PAGE TEXT:
◆ ◆ ◆
Life

Coronavirus Diaries: I Gave Birth Three Weeks Ago

Collage of a sleeping newborn with a mask over his face.
Photo illustration by Slate. Photo by kieferpix/iStock/Getty Images Plus and iStock/Getty Images Plus.

Coronavirus Diaries is a series of dispatches exploring how the coronavirus is affecting people’s lives. For the latest public health information, please refer to the Centers for Disease Control and Prevention’s website. For Slate’s coronavirus coverage, click here.

The thing about being home with a newborn, people tell you, is that time stops making sense. Days are nights are days again, and you can only see ahead as far as the next hour, the next feed, the next stretch of broken sleep. Anything further away feels equally absurd to contemplate, whether it’s next week, next year, or when he goes to college, so you laugh it off and get used to living in your endless now.

It turns out it’s also rather like being stuck at home during a pandemic.
◆ ◆ ◆
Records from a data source
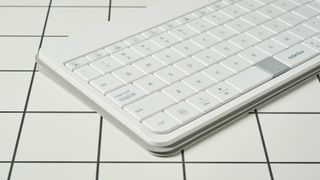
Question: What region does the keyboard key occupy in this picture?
[112,65,144,83]
[133,56,164,74]
[90,56,122,74]
[275,44,317,68]
[165,102,200,124]
[124,92,174,121]
[187,92,221,113]
[257,57,290,77]
[162,82,196,102]
[107,85,145,107]
[90,74,123,94]
[202,64,234,82]
[207,82,240,103]
[133,75,167,94]
[74,65,101,82]
[142,112,180,134]
[226,67,272,93]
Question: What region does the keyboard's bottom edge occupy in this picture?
[37,53,320,156]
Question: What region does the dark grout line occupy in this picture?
[96,116,103,180]
[254,109,274,180]
[181,150,187,180]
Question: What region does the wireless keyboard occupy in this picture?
[37,0,320,156]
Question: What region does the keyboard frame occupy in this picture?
[36,0,320,156]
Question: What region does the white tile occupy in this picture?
[0,114,22,161]
[0,72,32,111]
[259,77,320,112]
[100,164,183,180]
[272,164,320,180]
[0,8,47,35]
[185,115,265,161]
[101,120,181,161]
[11,163,96,180]
[259,114,320,162]
[16,114,99,161]
[186,164,270,180]
[0,163,10,179]
[28,73,92,111]
[0,37,40,70]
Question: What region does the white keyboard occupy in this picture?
[38,0,320,154]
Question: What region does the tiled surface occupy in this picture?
[0,0,320,180]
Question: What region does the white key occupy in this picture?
[246,26,274,41]
[112,65,144,83]
[153,48,183,65]
[86,49,109,61]
[202,64,234,82]
[165,102,200,124]
[124,34,146,46]
[90,56,122,74]
[133,56,164,74]
[142,27,163,38]
[133,75,167,94]
[212,41,241,57]
[150,32,179,48]
[221,5,246,18]
[142,112,180,134]
[187,19,214,33]
[159,21,180,31]
[208,26,236,41]
[174,57,206,74]
[190,33,219,49]
[182,73,214,91]
[172,40,201,57]
[154,66,187,84]
[111,48,142,65]
[237,0,262,11]
[293,6,318,19]
[226,66,272,93]
[203,12,231,25]
[176,14,196,24]
[124,92,174,121]
[168,26,197,40]
[303,38,320,52]
[257,5,284,19]
[220,55,251,73]
[65,57,90,71]
[225,19,252,33]
[273,32,301,47]
[207,82,240,103]
[272,0,298,11]
[238,47,269,64]
[275,44,317,68]
[74,65,101,82]
[278,12,305,26]
[132,40,160,57]
[256,39,286,56]
[162,82,196,102]
[288,24,317,40]
[262,19,290,33]
[105,41,127,53]
[230,34,258,49]
[241,12,268,26]
[107,85,145,107]
[90,74,123,94]
[187,92,221,113]
[193,49,223,66]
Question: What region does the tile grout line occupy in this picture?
[7,0,52,180]
[254,109,274,180]
[96,116,103,180]
[181,150,187,180]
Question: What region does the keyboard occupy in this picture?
[38,0,320,155]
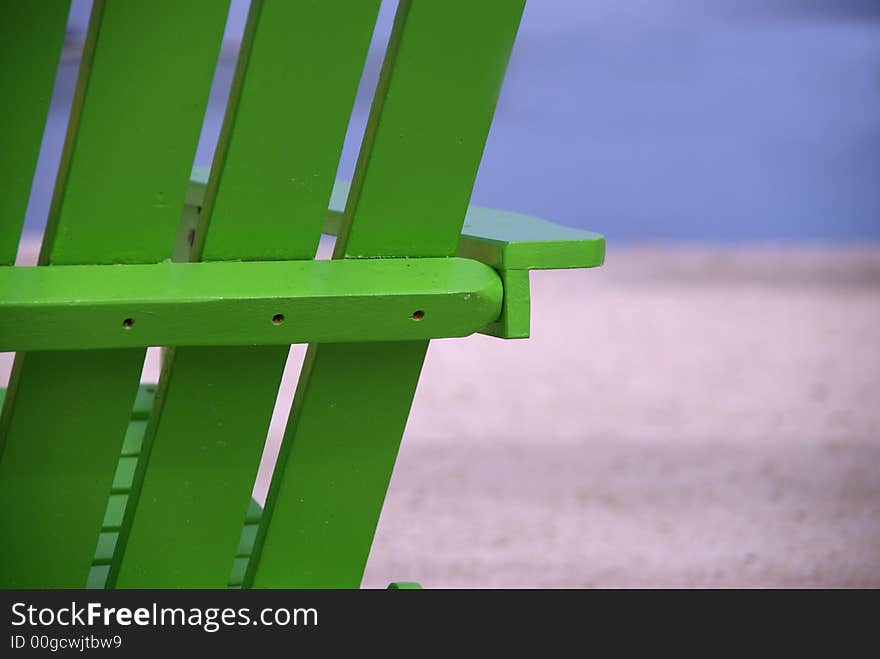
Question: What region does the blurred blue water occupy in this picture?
[18,0,880,242]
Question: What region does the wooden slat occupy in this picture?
[111,0,379,588]
[0,0,228,588]
[245,0,523,588]
[0,258,503,351]
[0,0,70,266]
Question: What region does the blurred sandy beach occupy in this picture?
[0,246,880,587]
[365,247,880,586]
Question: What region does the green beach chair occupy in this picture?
[0,0,604,588]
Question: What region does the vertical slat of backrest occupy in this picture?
[110,0,379,588]
[0,0,228,588]
[245,0,523,588]
[0,0,70,266]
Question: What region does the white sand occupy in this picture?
[1,245,880,587]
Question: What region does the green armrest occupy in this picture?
[185,167,605,339]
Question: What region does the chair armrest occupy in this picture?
[186,167,605,339]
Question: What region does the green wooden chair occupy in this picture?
[0,0,604,588]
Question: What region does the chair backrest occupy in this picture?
[0,0,524,588]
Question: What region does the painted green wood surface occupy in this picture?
[0,0,228,588]
[0,0,70,266]
[245,0,523,588]
[79,384,263,589]
[0,258,502,351]
[324,179,605,270]
[110,0,378,588]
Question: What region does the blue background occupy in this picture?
[20,0,880,243]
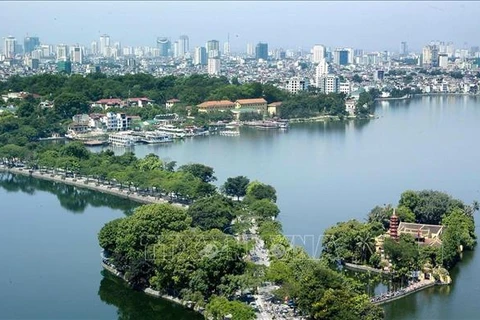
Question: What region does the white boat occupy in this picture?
[140,131,173,144]
[158,124,186,138]
[218,130,240,137]
[108,131,139,147]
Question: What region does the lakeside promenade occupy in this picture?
[0,164,188,209]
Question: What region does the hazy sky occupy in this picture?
[0,1,480,51]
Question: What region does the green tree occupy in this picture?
[188,195,233,231]
[246,181,277,202]
[178,163,217,183]
[222,176,250,200]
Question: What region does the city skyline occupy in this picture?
[0,2,480,52]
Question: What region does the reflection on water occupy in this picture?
[98,271,203,320]
[0,172,139,215]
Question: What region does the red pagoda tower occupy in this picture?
[388,209,399,240]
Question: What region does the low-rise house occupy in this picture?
[197,100,236,112]
[102,112,132,131]
[92,98,124,110]
[267,101,282,116]
[127,97,154,108]
[165,99,180,110]
[235,98,267,113]
[345,99,357,116]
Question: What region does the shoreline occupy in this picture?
[288,114,378,123]
[0,165,188,209]
[101,261,203,315]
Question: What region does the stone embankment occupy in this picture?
[0,165,188,208]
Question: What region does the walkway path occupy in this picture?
[0,164,188,208]
[370,280,435,304]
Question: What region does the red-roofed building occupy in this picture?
[165,99,180,110]
[127,97,154,108]
[197,100,235,112]
[92,98,124,110]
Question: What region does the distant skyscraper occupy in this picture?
[173,41,180,58]
[3,36,17,58]
[312,44,326,63]
[255,42,268,60]
[57,59,72,74]
[193,47,207,66]
[23,37,40,53]
[70,44,83,64]
[206,40,220,58]
[333,49,349,66]
[400,41,408,56]
[177,35,190,57]
[315,59,329,87]
[90,41,98,56]
[157,37,172,57]
[223,42,230,56]
[208,58,220,75]
[247,43,255,57]
[57,44,68,61]
[422,45,438,67]
[317,74,340,94]
[100,34,110,56]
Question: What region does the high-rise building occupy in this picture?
[157,37,172,57]
[438,53,448,68]
[23,37,40,53]
[317,74,340,94]
[57,59,72,74]
[223,42,230,56]
[333,49,349,66]
[193,47,207,66]
[312,44,326,63]
[90,41,98,56]
[70,44,83,64]
[3,36,17,58]
[99,34,110,56]
[422,45,438,67]
[57,44,68,61]
[400,41,408,57]
[173,41,180,58]
[315,59,329,87]
[373,70,385,81]
[205,40,220,58]
[177,35,190,57]
[207,58,220,75]
[255,42,268,60]
[285,77,309,94]
[247,43,255,57]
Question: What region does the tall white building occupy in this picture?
[285,77,309,94]
[317,74,340,94]
[174,35,190,57]
[438,53,448,68]
[70,44,83,64]
[100,34,110,56]
[90,41,98,56]
[3,36,17,58]
[193,47,207,66]
[223,42,230,56]
[247,43,255,56]
[422,45,438,67]
[315,58,328,87]
[312,44,326,63]
[207,58,220,75]
[57,44,68,61]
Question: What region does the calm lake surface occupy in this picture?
[0,96,480,319]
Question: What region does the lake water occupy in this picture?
[0,96,480,319]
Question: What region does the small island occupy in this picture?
[0,143,478,320]
[322,190,479,304]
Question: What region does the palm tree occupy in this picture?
[357,230,375,263]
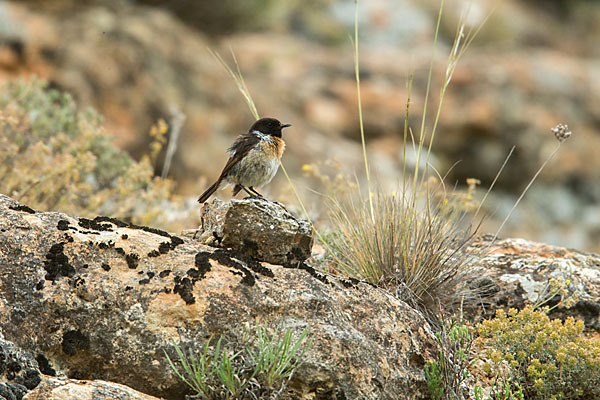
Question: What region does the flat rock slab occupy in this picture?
[0,195,438,400]
[473,237,600,332]
[24,376,160,400]
[199,199,313,265]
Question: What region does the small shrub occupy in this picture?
[327,183,476,314]
[165,326,312,399]
[425,318,475,400]
[477,306,600,400]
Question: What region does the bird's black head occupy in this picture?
[250,118,292,137]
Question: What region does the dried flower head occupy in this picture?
[552,124,572,143]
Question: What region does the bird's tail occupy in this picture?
[198,179,221,203]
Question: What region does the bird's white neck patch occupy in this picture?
[252,131,273,142]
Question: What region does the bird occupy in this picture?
[198,117,292,203]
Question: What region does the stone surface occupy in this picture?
[0,328,41,394]
[0,0,600,251]
[24,376,159,400]
[198,199,313,265]
[473,237,600,332]
[0,195,437,400]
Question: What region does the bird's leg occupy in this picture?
[238,183,262,199]
[249,186,265,199]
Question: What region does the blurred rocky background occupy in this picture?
[0,0,600,251]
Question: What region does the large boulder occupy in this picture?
[0,195,437,399]
[472,235,600,332]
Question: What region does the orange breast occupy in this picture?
[261,136,285,159]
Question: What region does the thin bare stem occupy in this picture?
[413,0,444,195]
[473,146,516,218]
[208,48,260,119]
[160,105,185,179]
[490,142,562,239]
[354,0,375,221]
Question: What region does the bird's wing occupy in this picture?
[219,132,260,179]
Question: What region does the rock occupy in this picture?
[0,195,438,400]
[199,199,313,265]
[0,332,41,394]
[27,376,159,400]
[473,236,600,332]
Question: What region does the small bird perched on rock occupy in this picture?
[198,118,291,203]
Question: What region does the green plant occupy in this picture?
[473,379,525,400]
[165,326,312,399]
[0,79,192,229]
[425,319,475,400]
[477,306,600,400]
[246,326,312,388]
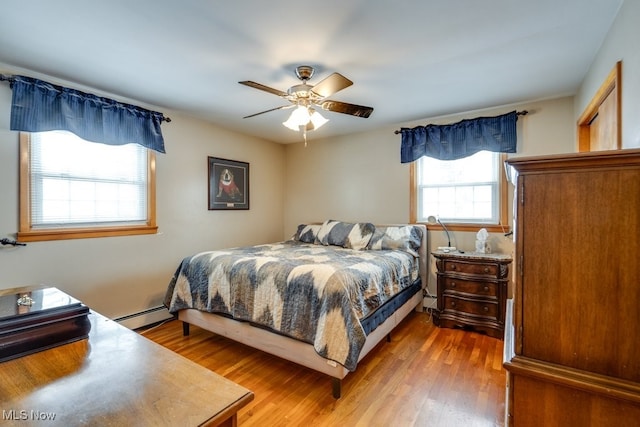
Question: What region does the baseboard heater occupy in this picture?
[113,305,173,329]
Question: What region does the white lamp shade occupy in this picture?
[311,111,329,129]
[282,105,311,131]
[282,105,329,131]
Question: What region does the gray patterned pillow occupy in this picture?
[367,225,422,257]
[293,224,322,243]
[318,219,376,250]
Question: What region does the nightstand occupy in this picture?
[432,251,511,339]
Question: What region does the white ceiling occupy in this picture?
[0,0,623,143]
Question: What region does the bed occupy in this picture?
[164,220,428,399]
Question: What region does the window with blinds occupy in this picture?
[19,131,155,240]
[417,151,502,224]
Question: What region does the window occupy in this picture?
[411,151,507,231]
[18,131,157,241]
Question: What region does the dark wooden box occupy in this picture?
[0,288,91,362]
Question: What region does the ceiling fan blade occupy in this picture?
[319,101,373,119]
[311,73,353,98]
[238,80,287,97]
[243,104,295,119]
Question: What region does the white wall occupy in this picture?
[575,0,640,148]
[0,74,285,324]
[284,97,576,293]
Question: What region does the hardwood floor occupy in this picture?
[141,312,505,427]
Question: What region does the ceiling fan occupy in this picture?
[238,65,373,132]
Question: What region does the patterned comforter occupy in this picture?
[165,240,418,371]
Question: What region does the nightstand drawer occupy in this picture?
[444,296,498,319]
[444,260,498,277]
[444,277,498,297]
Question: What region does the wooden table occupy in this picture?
[0,291,253,426]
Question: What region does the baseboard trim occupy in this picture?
[113,305,173,329]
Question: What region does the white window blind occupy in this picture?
[29,131,148,229]
[417,151,501,224]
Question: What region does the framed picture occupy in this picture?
[208,157,249,210]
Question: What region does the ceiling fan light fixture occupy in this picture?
[310,109,329,129]
[282,105,329,132]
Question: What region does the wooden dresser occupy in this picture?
[432,251,511,339]
[504,150,640,427]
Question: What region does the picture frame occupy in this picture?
[207,156,249,210]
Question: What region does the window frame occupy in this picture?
[409,153,511,233]
[17,132,158,242]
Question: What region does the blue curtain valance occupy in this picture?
[400,111,518,163]
[5,76,170,153]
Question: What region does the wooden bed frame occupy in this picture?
[178,224,429,399]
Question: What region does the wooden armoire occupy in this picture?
[504,149,640,427]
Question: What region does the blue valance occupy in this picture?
[400,111,519,163]
[5,76,170,153]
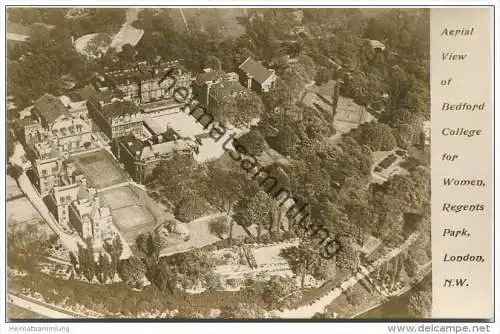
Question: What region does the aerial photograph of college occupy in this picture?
[4,7,430,321]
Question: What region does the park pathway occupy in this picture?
[273,232,420,319]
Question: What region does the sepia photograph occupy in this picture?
[4,6,432,322]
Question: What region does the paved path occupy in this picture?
[8,294,78,319]
[18,173,83,254]
[97,181,130,193]
[273,232,419,319]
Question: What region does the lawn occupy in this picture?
[73,150,127,189]
[99,186,157,247]
[6,197,42,223]
[99,186,137,210]
[7,304,47,320]
[112,205,155,241]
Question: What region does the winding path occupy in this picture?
[273,232,420,319]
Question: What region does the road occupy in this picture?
[8,294,78,319]
[273,232,420,319]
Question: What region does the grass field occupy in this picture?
[99,186,156,247]
[7,304,47,320]
[113,205,156,241]
[6,197,42,223]
[73,150,127,189]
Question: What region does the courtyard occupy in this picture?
[99,186,156,247]
[73,150,128,189]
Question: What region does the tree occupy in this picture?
[118,44,136,63]
[7,164,23,180]
[346,286,365,306]
[118,256,146,286]
[262,275,300,309]
[233,190,273,240]
[207,167,243,247]
[219,303,265,319]
[7,223,52,272]
[208,216,229,239]
[281,239,336,288]
[151,264,177,293]
[69,252,80,275]
[268,126,299,156]
[408,289,432,319]
[174,190,210,223]
[104,235,123,280]
[97,253,111,284]
[78,238,96,282]
[348,123,396,151]
[336,237,360,271]
[238,129,266,155]
[84,34,112,56]
[262,78,293,110]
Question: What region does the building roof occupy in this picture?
[370,39,385,51]
[196,69,224,84]
[238,57,273,84]
[35,93,68,124]
[210,81,246,100]
[102,101,141,118]
[118,133,144,155]
[7,21,31,42]
[141,139,193,160]
[104,60,190,85]
[143,116,165,136]
[69,84,98,102]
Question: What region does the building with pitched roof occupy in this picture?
[193,68,240,108]
[112,134,198,183]
[237,57,278,92]
[31,93,68,129]
[104,61,191,104]
[87,95,143,140]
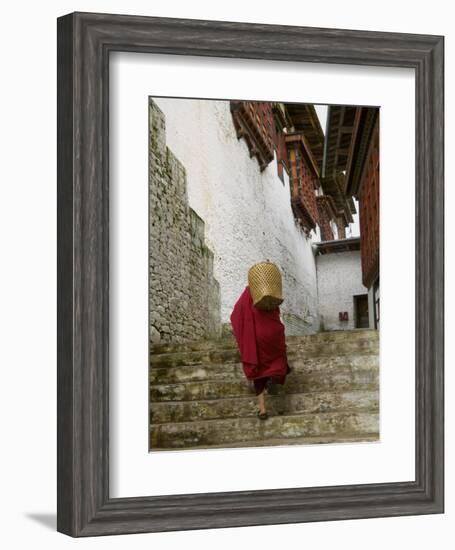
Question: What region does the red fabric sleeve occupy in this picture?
[230,286,258,365]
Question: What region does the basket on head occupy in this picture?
[248,261,283,310]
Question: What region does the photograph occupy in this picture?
[149,96,381,452]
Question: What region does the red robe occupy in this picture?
[230,286,288,380]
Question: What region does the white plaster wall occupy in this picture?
[154,98,318,334]
[316,250,368,330]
◆ ◆ ◆
TASK INSTRUCTIONS:
a) In the newborn article, what does the writer say being home with a newborn is also rather like?
b) Repeat word for word the passage of the newborn article that begins with the words containing "The thing about" and ends with "during a pandemic.".

RESPONSES IN ORDER:
a) Being stuck at home during a pandemic.

b)
The thing about being home with a newborn, people tell you, is that time stops making sense. Days are nights are days again, and you can only see ahead as far as the next hour, the next feed, the next stretch of broken sleep. Anything further away feels equally absurd to contemplate, whether it’s next week, next year, or when he goes to college, so you laugh it off and get used to living in your endless now.

It turns out it’s also rather like being stuck at home during a pandemic.